[Extract Boundary: Start]

Krieps and Anderson’s screenplay tend to portray Alma as this sort of enigmatic and contradictory soul, echoing the way that the actress’ cherubic, girl-next-door beauty clashes with her small, dark, inscrutable eyes. Alma’s suffering and the reasons for it are as obvious as the fire that at times flashes in those eyes, but—notwithstanding her narration—the viewer is not always privy to the intricacies of her thoughts, motivations, and desires. If there’s one factor that disrupts Phantom Thread’s plain ambitions to be a slyly feminist work, it’s the film’s intermittently frustrating tendency to treat its heroine as a cipher who is compelling primarily due to her relationship with a powerful and deeply flawed man.
Reynolds, in contrast, is an open book. He’s an inveterate romantic, generous with his adoration (at least initially), unashamed of his humble origins, and refreshingly cavalier when it comes to the suffocating niceties of the British class system. (For all his vanity, he refers to his unfathomably expensive, made-to-order designs, which are worn by countesses and princesses, as a “trade”, not an art.) For Reynolds, the clothes are everything. In one of the film’s more amusing and crowd-pleasing sequences, he storms a drunken dowager’s honeymoon suite to demand that she return her wedding dress, claiming that she has besmirched such a fine garment with her boorish behavior. However, this mission—which he shares with an equally riled Alma, sealing her early status as a romantic partner who “gets” him—also points to Reynolds’ faults. He’s a preening control freak and finicky man-child whose brokenhearted adoration for his deceased mother shapes all his relationships. Physically tender but emotionally sadistic, he jabs explosively at Alma for the slightest reason (or no reason at all), lobbing the most malicious verbal insults imaginable with almost offhand irritation.

[Extract Boundary: End]

_Task brief:_ From the Phantom Thread text, list each thing about Alma whose intricacies the viewer is said not always to be privy to.

[Information provided Boundary: Start]

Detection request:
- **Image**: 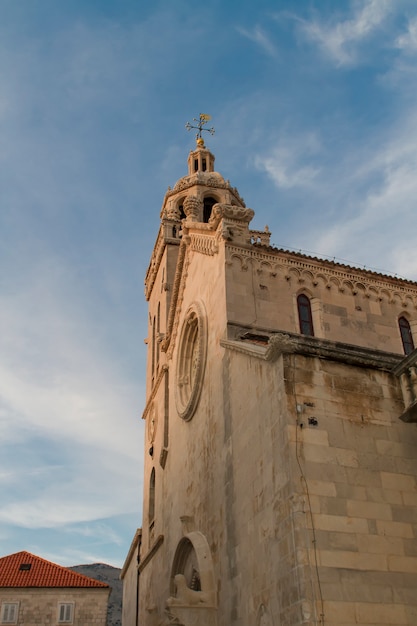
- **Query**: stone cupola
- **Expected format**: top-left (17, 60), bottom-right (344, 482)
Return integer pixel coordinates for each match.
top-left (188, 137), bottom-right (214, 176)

[Information provided Boundary: End]
[Information provided Boundary: Start]

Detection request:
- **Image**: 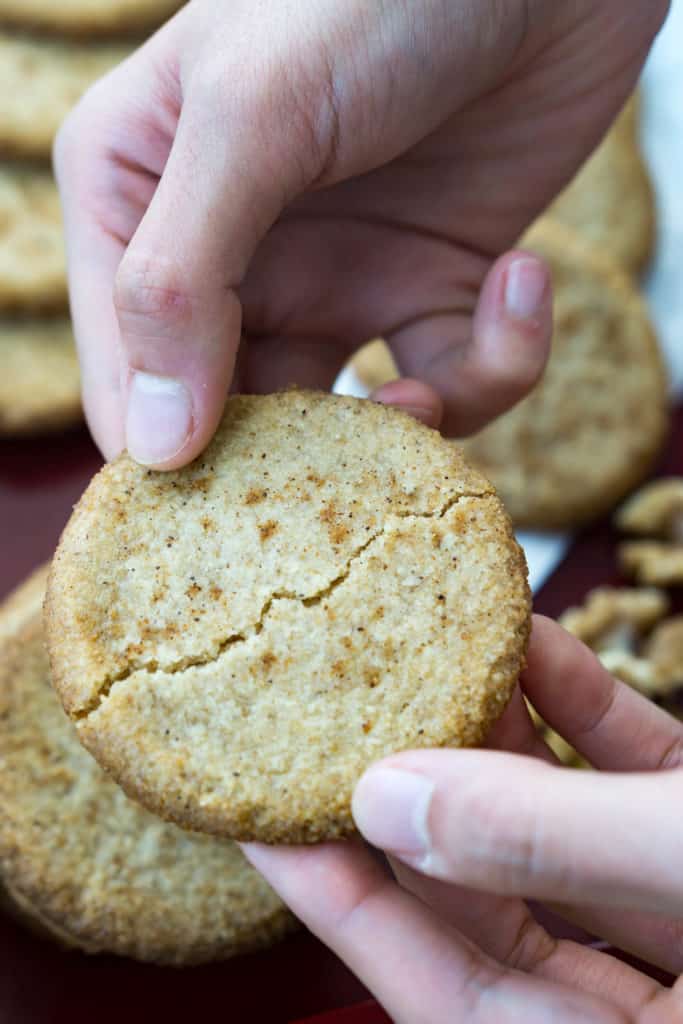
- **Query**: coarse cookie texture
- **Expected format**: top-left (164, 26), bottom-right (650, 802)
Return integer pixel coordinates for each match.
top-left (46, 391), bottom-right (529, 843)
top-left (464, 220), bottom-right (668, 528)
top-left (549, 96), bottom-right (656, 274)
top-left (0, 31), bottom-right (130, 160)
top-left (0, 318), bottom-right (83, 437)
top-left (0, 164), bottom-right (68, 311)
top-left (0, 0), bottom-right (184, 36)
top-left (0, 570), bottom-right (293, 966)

[Information provided Boundary: End]
[Information provided Boundary: Start]

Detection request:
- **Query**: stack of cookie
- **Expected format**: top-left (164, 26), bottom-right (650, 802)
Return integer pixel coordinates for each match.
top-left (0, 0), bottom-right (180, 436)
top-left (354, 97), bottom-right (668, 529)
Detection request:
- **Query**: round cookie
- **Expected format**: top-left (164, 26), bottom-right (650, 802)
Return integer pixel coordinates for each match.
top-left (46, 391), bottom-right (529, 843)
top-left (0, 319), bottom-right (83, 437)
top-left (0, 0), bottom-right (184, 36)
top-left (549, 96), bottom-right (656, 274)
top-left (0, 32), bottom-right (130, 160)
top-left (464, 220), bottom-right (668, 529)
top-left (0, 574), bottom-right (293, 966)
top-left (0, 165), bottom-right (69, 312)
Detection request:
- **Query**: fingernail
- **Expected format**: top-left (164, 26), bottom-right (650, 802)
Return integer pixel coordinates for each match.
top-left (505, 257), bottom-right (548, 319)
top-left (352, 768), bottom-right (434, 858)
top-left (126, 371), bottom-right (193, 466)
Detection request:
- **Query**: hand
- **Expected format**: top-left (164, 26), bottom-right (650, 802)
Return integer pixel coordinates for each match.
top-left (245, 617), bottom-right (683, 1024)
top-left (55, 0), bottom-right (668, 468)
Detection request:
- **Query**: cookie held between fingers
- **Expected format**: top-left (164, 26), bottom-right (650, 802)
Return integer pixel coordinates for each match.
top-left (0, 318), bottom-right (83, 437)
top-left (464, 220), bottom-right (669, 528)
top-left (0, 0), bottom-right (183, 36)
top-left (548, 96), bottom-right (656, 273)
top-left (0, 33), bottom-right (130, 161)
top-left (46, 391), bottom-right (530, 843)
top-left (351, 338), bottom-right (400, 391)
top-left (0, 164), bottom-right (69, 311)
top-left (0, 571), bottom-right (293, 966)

[Information provided Boundary: End]

_Exercise output:_ Her thoughts, her motivations, and her desires.